> **Selected extract**:
PGP in iOS seems a nightmare because of horrible PGP iOS apps that you have to deal with given that Apple won’t do the work to write the code to get support going in Apple Mail itself.

I would indeed like to be able to use PGP, but without a lot of grief. One answer, as I may have said before, would be a mail server that understands PGP and which sits as a relay on your own LAN or inside your own machine and which speaks IMAP/POP/SMTP anyway decodes and forwards on PGP emails to Apple Mail plus a similar arrangement in the reverse direction.

* My question: is there a way of sending an encrypted email as a one-off, casual usage if you like, without a lot of hassle, if I can’t manage to use PGP?

(The problems with using PGP being the horrible app situation and integration usability problems in iOS on the iPad.)

johnson:
Have you considered making a new account with ProtonMail?

Weaver:
That’s a great tip. Looking at their website now, serious people.

johnson:
Yup.

Those with an abundance of tin foil ready for hat crafting might say that proton is too high value a target to not have been compromised, but people scared of the kind of powers that could should be passing around 1 time pads in person and setting fire to their computers at regular intervals.

For me it just means not letting google or facebook read your emails. Or even your own government... feel like everyone has forgotten about the "Investigatory Powers Act":
https://en.wikipedia.org/wiki/Investigatory_Powers_Act_2016

Weaver:
I used to use a very small company in Somerset as my mail service provider. Used them for 18 years or so and had real people to talk to and one contact. They were bought up by someone else, whom I didn’t know and so didn’t trust, so I jumped ship quickly, and ended up moving my email to AA. I have to trust them practically speaking as they’re my ISP, and it’s difficult to arrange for things to be such that you do not need to trust them anyway. So I was extremely happy to trust AA with my email etc especially given their publicised attitude regarding privacy and human rights.

> **Required work**: In the forum thread about encrypted email on iOS, where did Weaver end up moving their email after leaving the small Somerset provider?

[Records excerpted from a collection]
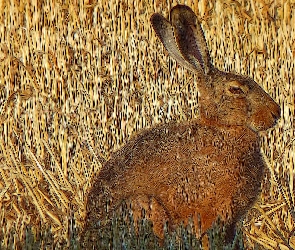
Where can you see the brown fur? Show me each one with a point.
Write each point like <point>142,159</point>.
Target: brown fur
<point>211,166</point>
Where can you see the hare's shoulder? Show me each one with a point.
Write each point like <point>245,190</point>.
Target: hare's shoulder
<point>177,136</point>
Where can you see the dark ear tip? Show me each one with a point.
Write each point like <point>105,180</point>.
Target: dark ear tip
<point>181,8</point>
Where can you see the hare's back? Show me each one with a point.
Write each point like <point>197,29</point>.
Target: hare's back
<point>167,153</point>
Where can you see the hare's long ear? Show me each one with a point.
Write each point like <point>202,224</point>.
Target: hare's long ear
<point>164,31</point>
<point>190,37</point>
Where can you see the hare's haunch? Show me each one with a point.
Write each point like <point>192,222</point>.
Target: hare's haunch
<point>210,167</point>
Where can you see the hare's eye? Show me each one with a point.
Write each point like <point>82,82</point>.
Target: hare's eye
<point>236,90</point>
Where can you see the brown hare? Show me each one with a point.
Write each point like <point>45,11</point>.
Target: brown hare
<point>205,168</point>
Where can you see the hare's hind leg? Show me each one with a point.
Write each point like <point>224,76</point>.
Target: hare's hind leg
<point>148,207</point>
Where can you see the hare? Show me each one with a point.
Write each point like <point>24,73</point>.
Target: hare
<point>205,168</point>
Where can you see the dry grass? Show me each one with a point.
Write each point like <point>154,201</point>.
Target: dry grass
<point>77,79</point>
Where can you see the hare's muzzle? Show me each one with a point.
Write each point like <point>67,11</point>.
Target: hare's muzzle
<point>265,115</point>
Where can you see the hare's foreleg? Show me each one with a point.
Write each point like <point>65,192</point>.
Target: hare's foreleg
<point>152,209</point>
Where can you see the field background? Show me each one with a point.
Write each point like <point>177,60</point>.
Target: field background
<point>78,79</point>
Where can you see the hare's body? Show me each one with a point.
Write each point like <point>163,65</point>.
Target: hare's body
<point>188,169</point>
<point>210,167</point>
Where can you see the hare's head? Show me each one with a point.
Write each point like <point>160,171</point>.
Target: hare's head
<point>225,98</point>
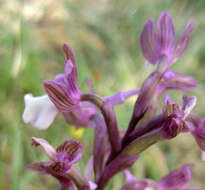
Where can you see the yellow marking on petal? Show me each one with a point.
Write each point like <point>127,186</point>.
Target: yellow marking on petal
<point>76,133</point>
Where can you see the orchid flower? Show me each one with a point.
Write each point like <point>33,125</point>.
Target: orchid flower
<point>176,115</point>
<point>177,180</point>
<point>63,95</point>
<point>61,162</point>
<point>156,43</point>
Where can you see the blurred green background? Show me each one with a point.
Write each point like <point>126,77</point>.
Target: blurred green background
<point>105,37</point>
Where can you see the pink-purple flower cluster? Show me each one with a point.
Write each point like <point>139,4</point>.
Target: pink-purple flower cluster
<point>116,150</point>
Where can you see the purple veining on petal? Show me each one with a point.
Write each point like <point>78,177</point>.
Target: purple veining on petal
<point>49,150</point>
<point>70,55</point>
<point>155,44</point>
<point>63,91</point>
<point>120,97</point>
<point>66,154</point>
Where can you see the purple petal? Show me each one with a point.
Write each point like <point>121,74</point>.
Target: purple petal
<point>64,98</point>
<point>171,127</point>
<point>138,185</point>
<point>89,168</point>
<point>81,115</point>
<point>72,148</point>
<point>38,167</point>
<point>68,67</point>
<point>120,97</point>
<point>165,32</point>
<point>129,177</point>
<point>69,55</point>
<point>189,103</point>
<point>174,80</point>
<point>117,165</point>
<point>90,85</point>
<point>49,150</point>
<point>179,178</point>
<point>183,41</point>
<point>148,42</point>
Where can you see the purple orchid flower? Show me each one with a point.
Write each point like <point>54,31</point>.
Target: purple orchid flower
<point>61,160</point>
<point>156,43</point>
<point>176,115</point>
<point>176,180</point>
<point>196,126</point>
<point>64,92</point>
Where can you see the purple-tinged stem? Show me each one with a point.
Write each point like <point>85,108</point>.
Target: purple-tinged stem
<point>107,110</point>
<point>147,127</point>
<point>146,96</point>
<point>79,180</point>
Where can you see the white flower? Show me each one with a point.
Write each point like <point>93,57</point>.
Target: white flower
<point>39,111</point>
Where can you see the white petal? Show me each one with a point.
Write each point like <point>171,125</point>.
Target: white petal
<point>203,155</point>
<point>39,111</point>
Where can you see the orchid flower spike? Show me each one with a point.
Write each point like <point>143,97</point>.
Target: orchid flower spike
<point>159,42</point>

> **Exercise response**: To AA.